Set problem 1:
Using the C++ excerpt below, state whether each statement agrees with it. Answer yes or no for each, and quote the deciding words from the excerpt: (a) The struct movable deletes its copy constructor. (b) The struct copyable defaults its move assignment operator. (c) The excerpt includes the vector header.

Quoted text:
To demonstrate Andrey Semashev's answer with examples, consider this:

#include <vector>

struct movable
{
    movable() = default;
    
    movable(const movable&) = delete;
    movable& operator=(const movable&) = delete;

    movable(movable&&) = default;
    movable& operator=(movable&&) = default;
};

struct copyable
{
    copyable() = default;
    
    copyable(const copyable&) = default;
    copyable& operator=(const copyable&) = default;

    copyable(copyable&&) = delete;
    copyable& operator=(copyable&&) = delete;
};

int main()

Working data:
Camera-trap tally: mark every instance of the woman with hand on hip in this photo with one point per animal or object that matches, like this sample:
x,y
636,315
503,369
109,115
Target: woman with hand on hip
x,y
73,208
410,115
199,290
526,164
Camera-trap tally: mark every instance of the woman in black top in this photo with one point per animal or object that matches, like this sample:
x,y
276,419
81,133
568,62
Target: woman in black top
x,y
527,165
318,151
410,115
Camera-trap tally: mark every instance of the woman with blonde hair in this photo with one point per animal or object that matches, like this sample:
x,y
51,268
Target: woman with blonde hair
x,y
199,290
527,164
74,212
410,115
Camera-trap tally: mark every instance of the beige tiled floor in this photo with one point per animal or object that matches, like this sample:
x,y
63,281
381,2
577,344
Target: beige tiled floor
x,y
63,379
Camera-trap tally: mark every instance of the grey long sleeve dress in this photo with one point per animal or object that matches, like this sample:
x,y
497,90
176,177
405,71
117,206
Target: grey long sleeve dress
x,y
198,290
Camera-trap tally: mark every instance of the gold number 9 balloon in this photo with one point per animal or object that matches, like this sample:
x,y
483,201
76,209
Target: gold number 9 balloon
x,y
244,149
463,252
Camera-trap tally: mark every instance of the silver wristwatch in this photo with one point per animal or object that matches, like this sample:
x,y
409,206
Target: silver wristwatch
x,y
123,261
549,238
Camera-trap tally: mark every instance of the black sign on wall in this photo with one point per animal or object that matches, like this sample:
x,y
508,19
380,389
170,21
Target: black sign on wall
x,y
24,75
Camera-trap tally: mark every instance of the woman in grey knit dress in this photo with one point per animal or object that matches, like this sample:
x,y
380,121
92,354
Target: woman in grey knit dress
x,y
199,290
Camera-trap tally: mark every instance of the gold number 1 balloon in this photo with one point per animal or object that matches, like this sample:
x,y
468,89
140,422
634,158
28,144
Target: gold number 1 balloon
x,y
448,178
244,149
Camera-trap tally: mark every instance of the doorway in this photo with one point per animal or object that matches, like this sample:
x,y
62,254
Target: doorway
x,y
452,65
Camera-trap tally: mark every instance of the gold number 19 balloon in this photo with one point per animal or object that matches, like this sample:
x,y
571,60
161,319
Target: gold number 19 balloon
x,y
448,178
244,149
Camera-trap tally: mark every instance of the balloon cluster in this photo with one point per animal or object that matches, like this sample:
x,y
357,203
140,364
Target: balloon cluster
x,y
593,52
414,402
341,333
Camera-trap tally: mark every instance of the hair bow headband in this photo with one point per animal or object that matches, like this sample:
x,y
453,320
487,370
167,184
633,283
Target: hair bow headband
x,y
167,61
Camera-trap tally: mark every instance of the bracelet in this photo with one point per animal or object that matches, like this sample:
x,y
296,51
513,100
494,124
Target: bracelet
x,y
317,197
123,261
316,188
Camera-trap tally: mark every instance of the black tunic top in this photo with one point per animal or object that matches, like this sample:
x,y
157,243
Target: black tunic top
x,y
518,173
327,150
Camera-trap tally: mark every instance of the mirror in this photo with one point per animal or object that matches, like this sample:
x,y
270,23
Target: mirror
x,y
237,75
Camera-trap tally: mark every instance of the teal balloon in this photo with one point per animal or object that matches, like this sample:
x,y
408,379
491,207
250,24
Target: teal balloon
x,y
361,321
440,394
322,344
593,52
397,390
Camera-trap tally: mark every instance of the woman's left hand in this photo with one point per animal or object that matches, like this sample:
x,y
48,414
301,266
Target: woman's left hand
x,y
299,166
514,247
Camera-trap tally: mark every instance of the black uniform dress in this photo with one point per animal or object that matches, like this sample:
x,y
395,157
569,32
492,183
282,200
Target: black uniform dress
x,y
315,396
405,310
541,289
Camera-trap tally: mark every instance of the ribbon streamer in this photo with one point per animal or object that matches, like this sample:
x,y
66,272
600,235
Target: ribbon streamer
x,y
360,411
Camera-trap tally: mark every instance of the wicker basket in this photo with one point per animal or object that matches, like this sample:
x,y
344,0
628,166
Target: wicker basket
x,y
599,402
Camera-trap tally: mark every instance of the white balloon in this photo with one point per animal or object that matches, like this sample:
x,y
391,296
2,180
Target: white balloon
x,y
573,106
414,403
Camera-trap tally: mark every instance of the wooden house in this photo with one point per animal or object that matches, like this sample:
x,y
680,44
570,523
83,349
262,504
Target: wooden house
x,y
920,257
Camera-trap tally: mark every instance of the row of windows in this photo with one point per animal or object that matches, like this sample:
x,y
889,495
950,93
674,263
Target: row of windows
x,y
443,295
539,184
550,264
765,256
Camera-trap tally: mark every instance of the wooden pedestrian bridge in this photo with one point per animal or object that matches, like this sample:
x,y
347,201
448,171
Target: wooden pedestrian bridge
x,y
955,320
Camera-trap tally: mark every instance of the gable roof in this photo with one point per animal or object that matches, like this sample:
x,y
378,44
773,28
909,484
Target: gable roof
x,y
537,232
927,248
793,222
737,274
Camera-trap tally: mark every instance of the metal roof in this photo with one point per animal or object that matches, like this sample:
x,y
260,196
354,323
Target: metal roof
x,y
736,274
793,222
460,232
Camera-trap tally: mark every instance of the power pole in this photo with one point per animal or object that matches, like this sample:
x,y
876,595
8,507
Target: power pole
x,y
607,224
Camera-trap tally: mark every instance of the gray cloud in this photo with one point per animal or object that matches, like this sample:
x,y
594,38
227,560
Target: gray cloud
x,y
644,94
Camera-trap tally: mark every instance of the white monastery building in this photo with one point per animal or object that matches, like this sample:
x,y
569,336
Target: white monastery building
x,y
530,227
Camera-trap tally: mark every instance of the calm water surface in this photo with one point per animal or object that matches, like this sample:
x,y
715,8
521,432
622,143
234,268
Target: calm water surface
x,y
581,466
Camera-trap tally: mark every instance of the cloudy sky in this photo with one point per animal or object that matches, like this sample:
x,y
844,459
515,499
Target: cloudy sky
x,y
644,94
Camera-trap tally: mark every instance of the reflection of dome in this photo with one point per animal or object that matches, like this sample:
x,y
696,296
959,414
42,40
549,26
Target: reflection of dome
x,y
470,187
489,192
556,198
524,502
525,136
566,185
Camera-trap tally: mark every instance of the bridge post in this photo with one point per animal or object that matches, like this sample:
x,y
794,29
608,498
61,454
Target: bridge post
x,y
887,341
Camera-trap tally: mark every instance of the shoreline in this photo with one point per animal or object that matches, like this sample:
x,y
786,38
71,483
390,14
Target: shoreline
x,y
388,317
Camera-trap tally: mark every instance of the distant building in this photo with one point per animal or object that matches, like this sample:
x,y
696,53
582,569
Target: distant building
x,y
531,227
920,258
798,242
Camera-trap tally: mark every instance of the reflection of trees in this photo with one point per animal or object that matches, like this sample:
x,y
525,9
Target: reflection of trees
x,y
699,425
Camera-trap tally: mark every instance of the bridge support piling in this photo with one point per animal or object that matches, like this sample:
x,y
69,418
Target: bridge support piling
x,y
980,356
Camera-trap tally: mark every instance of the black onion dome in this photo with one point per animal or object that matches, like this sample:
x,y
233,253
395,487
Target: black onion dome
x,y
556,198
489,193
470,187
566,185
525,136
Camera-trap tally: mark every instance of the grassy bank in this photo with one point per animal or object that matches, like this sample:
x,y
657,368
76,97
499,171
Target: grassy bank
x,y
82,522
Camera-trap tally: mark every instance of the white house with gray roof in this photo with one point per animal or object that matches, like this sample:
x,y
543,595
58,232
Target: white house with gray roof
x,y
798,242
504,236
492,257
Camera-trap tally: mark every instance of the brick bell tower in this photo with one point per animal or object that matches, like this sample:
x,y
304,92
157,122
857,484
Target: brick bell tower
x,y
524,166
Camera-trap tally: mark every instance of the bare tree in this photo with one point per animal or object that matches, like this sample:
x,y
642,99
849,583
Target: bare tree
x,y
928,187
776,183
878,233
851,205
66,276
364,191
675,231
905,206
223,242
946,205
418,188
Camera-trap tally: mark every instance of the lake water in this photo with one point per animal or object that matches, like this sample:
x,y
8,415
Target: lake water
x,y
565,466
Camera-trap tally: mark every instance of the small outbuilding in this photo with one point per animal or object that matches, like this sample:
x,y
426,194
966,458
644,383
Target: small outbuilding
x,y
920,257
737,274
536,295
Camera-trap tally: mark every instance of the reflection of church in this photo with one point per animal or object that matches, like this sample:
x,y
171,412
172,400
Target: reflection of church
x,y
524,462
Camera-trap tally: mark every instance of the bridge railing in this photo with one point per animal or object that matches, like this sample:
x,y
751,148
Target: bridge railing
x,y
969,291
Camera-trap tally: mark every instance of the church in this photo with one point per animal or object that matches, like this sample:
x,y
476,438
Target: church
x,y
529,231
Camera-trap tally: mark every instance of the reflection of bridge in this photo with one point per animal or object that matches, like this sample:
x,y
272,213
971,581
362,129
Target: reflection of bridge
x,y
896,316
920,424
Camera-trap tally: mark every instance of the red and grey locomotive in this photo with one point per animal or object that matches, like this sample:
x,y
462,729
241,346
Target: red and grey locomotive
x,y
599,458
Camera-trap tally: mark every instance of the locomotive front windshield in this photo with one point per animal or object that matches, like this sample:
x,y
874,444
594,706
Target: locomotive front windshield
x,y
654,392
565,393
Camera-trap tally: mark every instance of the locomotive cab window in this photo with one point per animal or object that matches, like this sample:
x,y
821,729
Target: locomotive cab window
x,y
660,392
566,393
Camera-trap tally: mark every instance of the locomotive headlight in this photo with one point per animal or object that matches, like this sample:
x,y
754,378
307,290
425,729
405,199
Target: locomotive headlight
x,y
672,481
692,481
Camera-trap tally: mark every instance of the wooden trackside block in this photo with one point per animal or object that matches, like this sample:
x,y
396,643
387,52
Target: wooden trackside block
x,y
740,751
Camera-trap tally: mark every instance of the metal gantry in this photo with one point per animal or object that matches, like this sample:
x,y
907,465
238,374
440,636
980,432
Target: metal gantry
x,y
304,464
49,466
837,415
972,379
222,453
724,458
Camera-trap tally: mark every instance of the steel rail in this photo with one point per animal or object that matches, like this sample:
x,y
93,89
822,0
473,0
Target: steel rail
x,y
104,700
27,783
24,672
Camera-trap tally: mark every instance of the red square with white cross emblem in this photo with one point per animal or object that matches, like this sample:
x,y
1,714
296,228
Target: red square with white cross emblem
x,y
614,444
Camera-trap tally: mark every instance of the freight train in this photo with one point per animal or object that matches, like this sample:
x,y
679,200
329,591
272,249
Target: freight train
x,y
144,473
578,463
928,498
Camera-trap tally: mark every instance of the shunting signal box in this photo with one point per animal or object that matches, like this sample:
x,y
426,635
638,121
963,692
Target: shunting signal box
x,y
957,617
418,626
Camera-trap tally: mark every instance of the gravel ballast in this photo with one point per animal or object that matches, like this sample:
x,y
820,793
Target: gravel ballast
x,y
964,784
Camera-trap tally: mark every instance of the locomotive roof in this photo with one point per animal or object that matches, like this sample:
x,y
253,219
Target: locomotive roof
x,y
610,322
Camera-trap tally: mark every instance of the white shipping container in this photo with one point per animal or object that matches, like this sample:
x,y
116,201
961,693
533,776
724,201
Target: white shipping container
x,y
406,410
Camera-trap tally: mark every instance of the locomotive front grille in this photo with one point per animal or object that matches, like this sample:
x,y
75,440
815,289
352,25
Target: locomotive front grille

Set problem 2:
Locate each line in the listing above that contains the word "windows", and copy those lines in full.

Final answer 1:
(a) Yes: "movable(const movable&) = delete;"
(b) No: "copyable& operator=(copyable&&) = delete;"
(c) Yes: "#include <vector>"

Final answer 2:
Camera-trap tally: mark every instance of the row of windows in this photo with one point per animal or object that matches, like this sample:
Target: row of windows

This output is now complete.